Task directions: Each of the lines below must be retyped character for character.

Source information:
Start of Block
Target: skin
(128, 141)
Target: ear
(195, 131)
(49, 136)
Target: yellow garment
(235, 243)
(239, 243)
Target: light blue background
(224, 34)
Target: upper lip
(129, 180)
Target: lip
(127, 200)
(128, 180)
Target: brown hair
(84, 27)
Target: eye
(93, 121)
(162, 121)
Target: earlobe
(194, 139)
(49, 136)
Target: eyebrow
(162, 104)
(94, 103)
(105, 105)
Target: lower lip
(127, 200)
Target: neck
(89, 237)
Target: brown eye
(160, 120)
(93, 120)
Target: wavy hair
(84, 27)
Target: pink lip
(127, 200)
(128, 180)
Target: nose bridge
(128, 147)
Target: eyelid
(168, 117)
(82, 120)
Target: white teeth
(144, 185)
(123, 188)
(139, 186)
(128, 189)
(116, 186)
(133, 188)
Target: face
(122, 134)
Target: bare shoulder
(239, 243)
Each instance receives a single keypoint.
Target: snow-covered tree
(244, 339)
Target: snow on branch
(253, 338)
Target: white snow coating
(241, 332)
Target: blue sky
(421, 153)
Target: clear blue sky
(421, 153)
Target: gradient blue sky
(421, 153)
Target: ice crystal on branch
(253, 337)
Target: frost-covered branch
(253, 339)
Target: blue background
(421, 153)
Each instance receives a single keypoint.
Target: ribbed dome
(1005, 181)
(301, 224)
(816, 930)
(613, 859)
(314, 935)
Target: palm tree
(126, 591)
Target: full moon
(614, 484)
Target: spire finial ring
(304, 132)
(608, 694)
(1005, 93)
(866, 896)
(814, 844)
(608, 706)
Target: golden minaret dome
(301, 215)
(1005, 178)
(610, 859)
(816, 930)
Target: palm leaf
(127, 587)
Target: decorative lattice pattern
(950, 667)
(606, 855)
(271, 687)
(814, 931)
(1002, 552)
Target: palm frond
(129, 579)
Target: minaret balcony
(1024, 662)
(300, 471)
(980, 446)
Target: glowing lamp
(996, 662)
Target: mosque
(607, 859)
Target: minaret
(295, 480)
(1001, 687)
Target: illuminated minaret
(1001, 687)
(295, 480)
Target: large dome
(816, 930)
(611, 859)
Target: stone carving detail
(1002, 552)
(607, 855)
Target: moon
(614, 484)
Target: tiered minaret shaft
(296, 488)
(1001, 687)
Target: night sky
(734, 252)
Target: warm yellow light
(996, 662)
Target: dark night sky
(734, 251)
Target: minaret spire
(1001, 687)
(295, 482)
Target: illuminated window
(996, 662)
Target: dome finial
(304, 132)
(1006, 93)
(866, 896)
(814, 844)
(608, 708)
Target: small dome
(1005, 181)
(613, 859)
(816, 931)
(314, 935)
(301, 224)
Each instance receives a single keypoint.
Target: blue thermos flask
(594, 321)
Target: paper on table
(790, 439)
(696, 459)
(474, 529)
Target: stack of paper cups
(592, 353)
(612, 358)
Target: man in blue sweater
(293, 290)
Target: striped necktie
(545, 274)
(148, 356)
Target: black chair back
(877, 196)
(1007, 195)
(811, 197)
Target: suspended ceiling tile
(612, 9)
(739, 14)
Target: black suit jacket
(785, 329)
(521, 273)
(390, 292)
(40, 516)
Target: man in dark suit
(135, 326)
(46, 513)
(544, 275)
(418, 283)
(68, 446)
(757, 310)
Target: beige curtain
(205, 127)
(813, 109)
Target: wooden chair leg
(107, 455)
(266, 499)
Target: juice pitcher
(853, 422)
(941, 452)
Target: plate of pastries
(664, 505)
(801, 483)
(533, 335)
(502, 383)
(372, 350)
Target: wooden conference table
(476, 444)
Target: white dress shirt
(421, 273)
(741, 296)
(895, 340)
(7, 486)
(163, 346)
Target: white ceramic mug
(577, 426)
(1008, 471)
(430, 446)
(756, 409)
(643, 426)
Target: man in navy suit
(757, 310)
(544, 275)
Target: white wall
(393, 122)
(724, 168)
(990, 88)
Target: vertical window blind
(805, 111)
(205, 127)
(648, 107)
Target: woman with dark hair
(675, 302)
End of Block
Response to this task:
Target: skin
(128, 141)
Target: ear
(195, 131)
(49, 136)
Target: yellow garment
(235, 243)
(239, 243)
Target: light blue background
(224, 34)
Target: upper lip
(129, 180)
Target: lip
(127, 200)
(128, 180)
Target: brown hair
(84, 27)
Target: eye
(93, 121)
(162, 121)
Target: earlobe
(194, 139)
(49, 136)
Target: eyebrow
(162, 104)
(94, 103)
(105, 105)
Target: lower lip
(127, 200)
Target: neck
(89, 237)
Target: brown eye
(160, 120)
(93, 120)
Target: wavy hair
(84, 27)
Target: pink lip
(127, 200)
(128, 180)
Target: nose bridge
(128, 147)
Target: eyelid
(168, 117)
(82, 120)
Target: white teeth
(144, 185)
(123, 188)
(139, 186)
(128, 189)
(116, 186)
(133, 188)
Target: face
(122, 134)
Target: bare shoulder
(239, 243)
Each instance receives a single keypoint.
Target: snow-covered tree
(244, 339)
Target: snow on branch
(253, 338)
Target: white snow coating
(241, 332)
Target: blue sky
(421, 153)
Target: clear blue sky
(421, 153)
Target: gradient blue sky
(421, 153)
Target: ice crystal on branch
(253, 337)
Target: frost-covered branch
(253, 339)
Target: blue background
(421, 153)
Each instance receives a single keypoint.
Target: ribbed dome
(1005, 181)
(301, 224)
(816, 930)
(613, 859)
(314, 935)
Target: palm tree
(126, 591)
Target: full moon
(614, 484)
Target: spire finial ring
(304, 132)
(608, 694)
(1005, 93)
(866, 896)
(814, 844)
(608, 706)
Target: golden minaret dome
(301, 215)
(1005, 178)
(610, 859)
(816, 930)
Target: palm leaf
(127, 587)
Target: decorative lattice pattern
(950, 667)
(606, 855)
(271, 687)
(814, 931)
(1002, 552)
Target: palm frond
(129, 579)
Target: minaret balcony
(1024, 662)
(300, 471)
(980, 446)
Target: glowing lamp
(996, 662)
Target: mosque
(607, 859)
Target: minaret
(295, 480)
(1001, 687)
Target: illuminated minaret
(1001, 687)
(295, 480)
Target: large dome
(816, 930)
(611, 859)
Target: stone carving detail
(1002, 552)
(607, 855)
Target: moon
(614, 484)
Target: tiered minaret shaft
(296, 488)
(1001, 687)
Target: night sky
(734, 252)
Target: warm yellow light
(996, 662)
Target: dark night sky
(734, 251)
Target: minaret spire
(1001, 687)
(295, 482)
Target: illuminated window
(996, 662)
Target: dome finial
(304, 132)
(1006, 93)
(866, 896)
(814, 844)
(608, 708)
Target: small dome
(1005, 181)
(613, 859)
(816, 931)
(314, 935)
(301, 224)
Each instance receives a single keypoint.
Target: blue thermos flask
(594, 321)
Target: paper on table
(790, 439)
(696, 459)
(474, 529)
Target: stack of paper cups
(592, 353)
(612, 358)
Target: man in blue sweater
(293, 290)
Target: striped necktie
(545, 274)
(148, 356)
Target: black chair back
(877, 196)
(1007, 195)
(811, 197)
Target: suspended ceiling tile
(612, 9)
(739, 14)
Target: black suit jacket
(785, 329)
(521, 273)
(390, 292)
(40, 516)
Target: man in dark suit
(135, 326)
(46, 513)
(544, 275)
(418, 283)
(68, 446)
(757, 310)
Target: beige curtain
(205, 127)
(813, 109)
Target: wooden chair leg
(107, 455)
(266, 499)
Target: juice pitcher
(853, 422)
(941, 452)
Target: plate of pastries
(664, 505)
(801, 483)
(533, 335)
(502, 383)
(372, 350)
Target: wooden conference table
(476, 444)
Target: white dress shirt
(421, 273)
(741, 296)
(895, 340)
(7, 486)
(163, 346)
Target: white ceramic mug
(577, 426)
(1008, 471)
(430, 446)
(756, 409)
(643, 426)
Target: man in navy suit
(757, 310)
(544, 275)
Target: white wall
(393, 122)
(724, 168)
(990, 88)
Target: vertical window blind
(805, 111)
(205, 127)
(648, 107)
Target: woman with dark hair
(675, 302)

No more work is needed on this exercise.